Problem details>
Beginning with the opening line, restate the following material exactly, up through the line that contains "Task: point out the bridge".
Material for the task Block Start
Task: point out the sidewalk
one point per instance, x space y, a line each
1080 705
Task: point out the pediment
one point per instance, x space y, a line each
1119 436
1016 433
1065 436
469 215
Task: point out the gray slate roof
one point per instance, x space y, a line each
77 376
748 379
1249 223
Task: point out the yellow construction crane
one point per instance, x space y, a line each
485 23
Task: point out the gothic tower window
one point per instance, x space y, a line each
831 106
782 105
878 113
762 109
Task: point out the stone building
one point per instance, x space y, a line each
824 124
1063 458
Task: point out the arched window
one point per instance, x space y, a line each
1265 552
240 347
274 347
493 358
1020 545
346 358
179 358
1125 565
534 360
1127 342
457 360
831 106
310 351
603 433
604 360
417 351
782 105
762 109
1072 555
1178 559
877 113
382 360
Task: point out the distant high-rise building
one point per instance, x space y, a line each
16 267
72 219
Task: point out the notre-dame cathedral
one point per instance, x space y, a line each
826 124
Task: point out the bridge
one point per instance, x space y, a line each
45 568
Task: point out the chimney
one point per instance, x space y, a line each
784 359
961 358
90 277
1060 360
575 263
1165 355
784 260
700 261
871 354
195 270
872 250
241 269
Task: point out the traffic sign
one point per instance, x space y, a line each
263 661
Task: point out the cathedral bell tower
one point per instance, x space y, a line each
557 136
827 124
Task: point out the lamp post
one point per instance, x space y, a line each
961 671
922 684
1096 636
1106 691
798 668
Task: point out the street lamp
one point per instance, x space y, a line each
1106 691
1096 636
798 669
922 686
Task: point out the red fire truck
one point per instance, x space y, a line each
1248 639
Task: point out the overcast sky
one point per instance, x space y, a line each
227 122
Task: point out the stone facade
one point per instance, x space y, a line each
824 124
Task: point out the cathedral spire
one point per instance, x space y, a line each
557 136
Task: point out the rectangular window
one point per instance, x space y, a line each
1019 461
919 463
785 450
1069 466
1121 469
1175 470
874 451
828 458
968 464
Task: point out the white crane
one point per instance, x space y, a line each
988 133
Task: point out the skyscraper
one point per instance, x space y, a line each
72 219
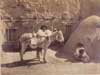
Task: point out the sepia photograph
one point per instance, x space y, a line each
49 37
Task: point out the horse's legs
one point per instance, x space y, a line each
23 48
39 50
44 55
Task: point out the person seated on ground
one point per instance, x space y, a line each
43 33
80 53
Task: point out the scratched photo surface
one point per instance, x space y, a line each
50 37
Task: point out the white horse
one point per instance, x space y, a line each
27 40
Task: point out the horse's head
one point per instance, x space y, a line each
59 36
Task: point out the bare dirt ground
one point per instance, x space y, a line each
56 65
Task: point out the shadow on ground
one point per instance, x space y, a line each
68 56
22 63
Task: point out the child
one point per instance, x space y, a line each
80 53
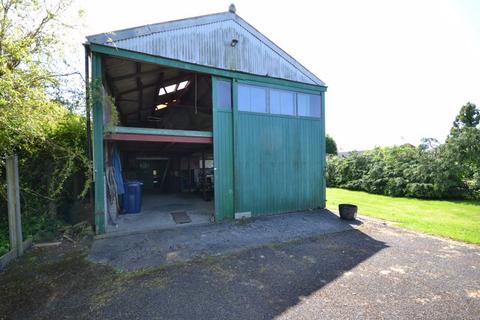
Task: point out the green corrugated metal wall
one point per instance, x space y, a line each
274 163
278 164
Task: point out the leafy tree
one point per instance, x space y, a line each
331 145
48 138
468 117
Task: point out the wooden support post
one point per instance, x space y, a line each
189 174
98 153
14 219
204 176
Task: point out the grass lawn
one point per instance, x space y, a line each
459 220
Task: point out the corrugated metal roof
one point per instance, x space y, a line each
206 40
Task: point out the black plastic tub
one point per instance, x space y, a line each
347 211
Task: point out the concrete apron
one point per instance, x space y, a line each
158 248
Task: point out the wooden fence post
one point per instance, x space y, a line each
14 219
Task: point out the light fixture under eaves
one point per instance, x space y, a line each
161 106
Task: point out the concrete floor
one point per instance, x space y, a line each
156 209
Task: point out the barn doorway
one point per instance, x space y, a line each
162 140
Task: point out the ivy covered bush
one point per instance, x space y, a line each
39 121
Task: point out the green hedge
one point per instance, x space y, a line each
403 171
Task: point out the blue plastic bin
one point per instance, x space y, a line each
132 199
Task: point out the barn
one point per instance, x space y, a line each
201 120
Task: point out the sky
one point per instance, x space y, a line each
396 71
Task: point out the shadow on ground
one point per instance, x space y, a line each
257 283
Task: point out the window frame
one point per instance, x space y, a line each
294 90
217 106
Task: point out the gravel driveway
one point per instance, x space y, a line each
374 271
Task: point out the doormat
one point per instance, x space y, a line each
180 217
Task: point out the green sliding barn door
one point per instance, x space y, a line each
223 148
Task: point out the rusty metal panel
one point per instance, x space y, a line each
207 41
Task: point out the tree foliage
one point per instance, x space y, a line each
432 170
331 145
49 139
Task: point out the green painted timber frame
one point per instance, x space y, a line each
98 129
98 156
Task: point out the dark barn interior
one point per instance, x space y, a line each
175 170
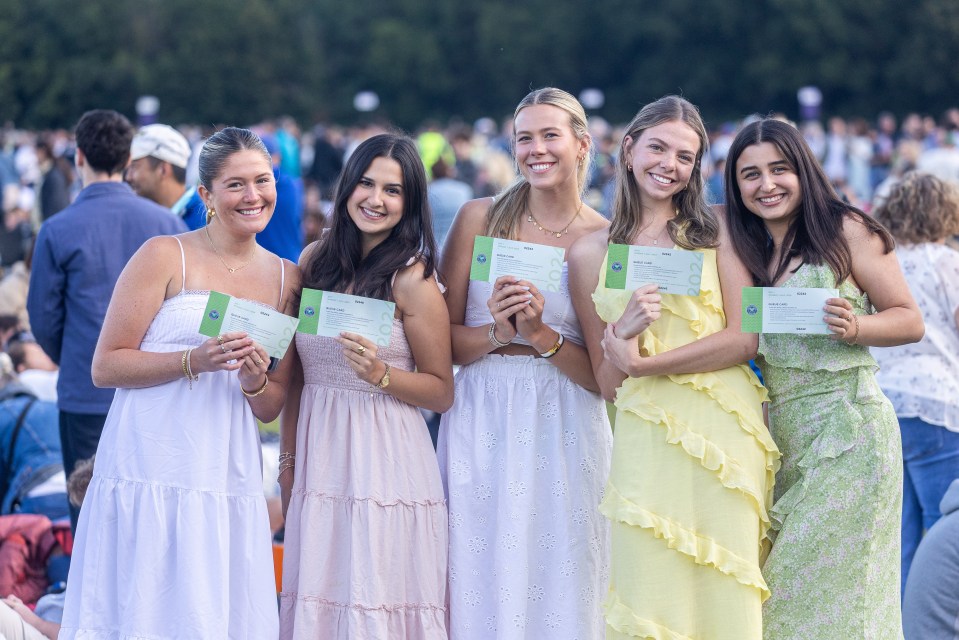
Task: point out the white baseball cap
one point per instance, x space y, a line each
162 142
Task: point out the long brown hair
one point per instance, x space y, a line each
816 233
509 205
695 226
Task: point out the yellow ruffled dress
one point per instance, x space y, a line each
690 486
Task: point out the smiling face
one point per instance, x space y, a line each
663 158
768 185
243 194
376 204
547 150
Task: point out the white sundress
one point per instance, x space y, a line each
173 541
524 453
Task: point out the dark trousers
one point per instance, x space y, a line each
79 436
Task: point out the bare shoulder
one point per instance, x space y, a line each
594 221
307 253
411 286
858 235
471 218
589 249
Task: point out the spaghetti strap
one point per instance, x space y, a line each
182 265
282 284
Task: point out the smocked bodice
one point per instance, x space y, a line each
176 325
325 365
558 311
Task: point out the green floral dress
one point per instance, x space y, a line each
834 567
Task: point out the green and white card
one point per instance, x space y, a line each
538 263
674 270
785 310
326 313
268 327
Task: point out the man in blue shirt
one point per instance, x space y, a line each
79 255
159 157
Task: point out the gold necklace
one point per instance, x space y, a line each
655 238
558 234
217 252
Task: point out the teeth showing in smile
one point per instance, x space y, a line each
661 179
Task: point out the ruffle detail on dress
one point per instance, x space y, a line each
380 503
624 620
838 437
730 473
704 551
733 403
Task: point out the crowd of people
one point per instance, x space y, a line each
608 462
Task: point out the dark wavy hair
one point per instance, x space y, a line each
104 136
816 233
338 263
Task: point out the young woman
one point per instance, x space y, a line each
365 547
525 448
174 538
834 566
693 463
922 380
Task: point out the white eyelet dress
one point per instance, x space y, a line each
525 453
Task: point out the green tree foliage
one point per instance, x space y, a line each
213 62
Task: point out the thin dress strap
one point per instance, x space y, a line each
282 285
182 266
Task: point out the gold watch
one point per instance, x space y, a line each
385 381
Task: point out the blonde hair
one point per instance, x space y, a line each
695 225
504 215
920 208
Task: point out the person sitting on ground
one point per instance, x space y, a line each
17 621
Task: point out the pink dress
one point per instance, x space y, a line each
366 533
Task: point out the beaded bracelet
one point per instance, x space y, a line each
556 347
253 394
493 340
855 336
187 369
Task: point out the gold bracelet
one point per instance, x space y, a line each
187 370
855 336
283 468
253 394
552 352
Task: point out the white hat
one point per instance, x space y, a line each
161 142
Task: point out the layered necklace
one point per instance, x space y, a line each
217 252
557 234
655 238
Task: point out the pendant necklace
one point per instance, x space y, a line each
558 234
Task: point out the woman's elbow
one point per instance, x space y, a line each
750 346
443 401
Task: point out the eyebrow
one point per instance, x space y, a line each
665 144
549 128
388 184
774 163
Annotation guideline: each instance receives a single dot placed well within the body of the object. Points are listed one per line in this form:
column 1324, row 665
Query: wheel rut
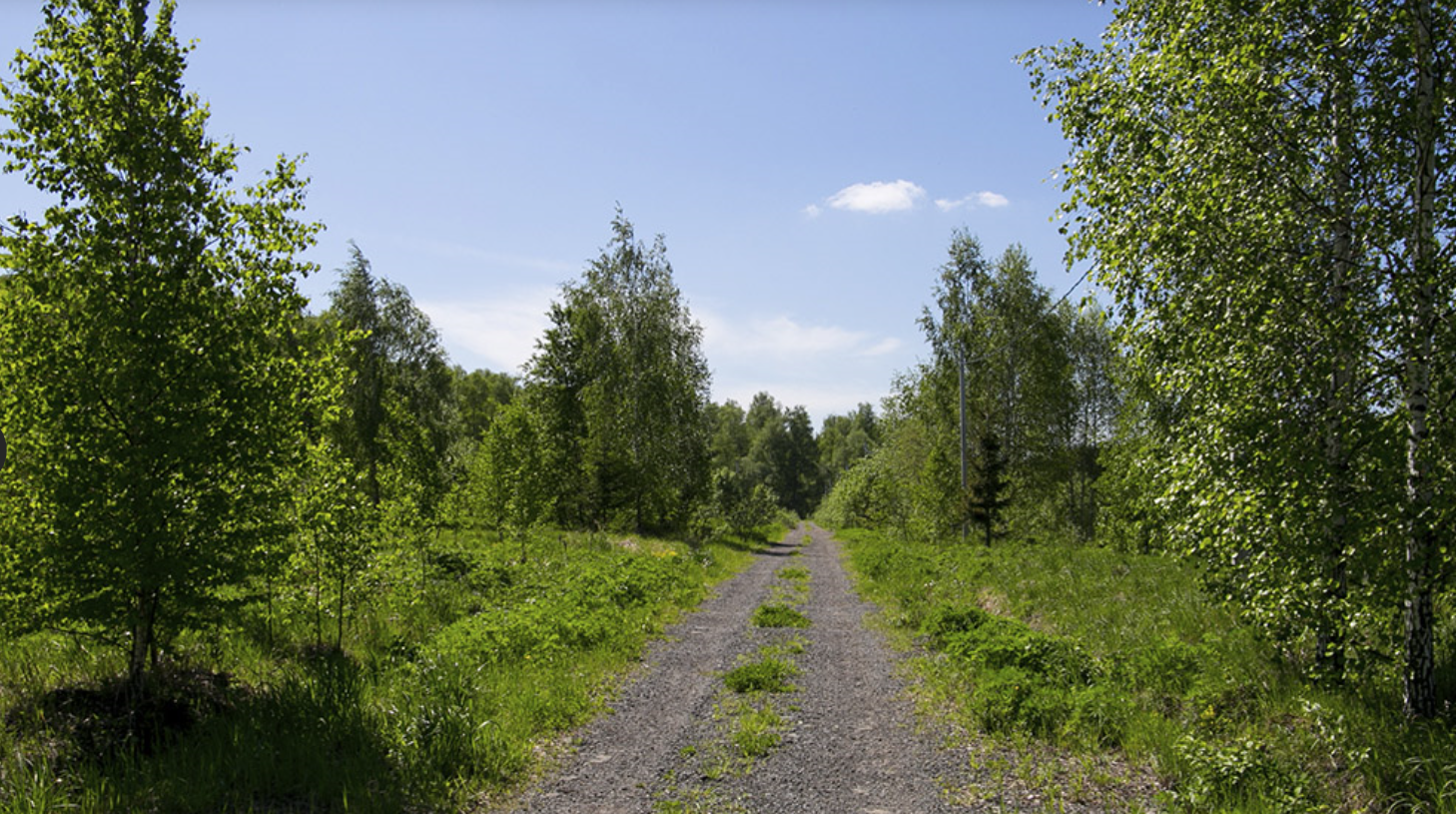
Material for the task Block End
Task response>
Task: point out the sidewalk
one point per instance, x space y, a line each
1080 705
Task: point out the pediment
one point per instance, x space y, a line each
1119 436
1016 433
1065 436
469 215
Task: point out the gray slate roof
one point per instance, x space y, a line each
77 376
748 379
1249 223
Task: point out the yellow construction crane
one point per instance, x space y, a line each
485 23
Task: point out the gothic tower window
one point per instance, x space y, a line each
831 106
782 105
878 113
762 109
Task: point out the stone building
one point per instance, x space y, a line each
824 124
1063 458
Task: point out the arched window
one point per instance, x space y, a line each
1265 552
240 347
274 347
493 358
1020 545
346 358
179 358
1125 565
534 360
1127 342
457 360
831 106
310 351
603 433
604 360
417 351
782 105
762 109
1072 555
1178 559
877 113
382 360
Task: point out the distant high-rise building
one point per instance, x space y, a line each
16 267
72 219
Task: point out the notre-dame cathedral
one point per instance, x space y, a line each
826 124
Task: point out the bridge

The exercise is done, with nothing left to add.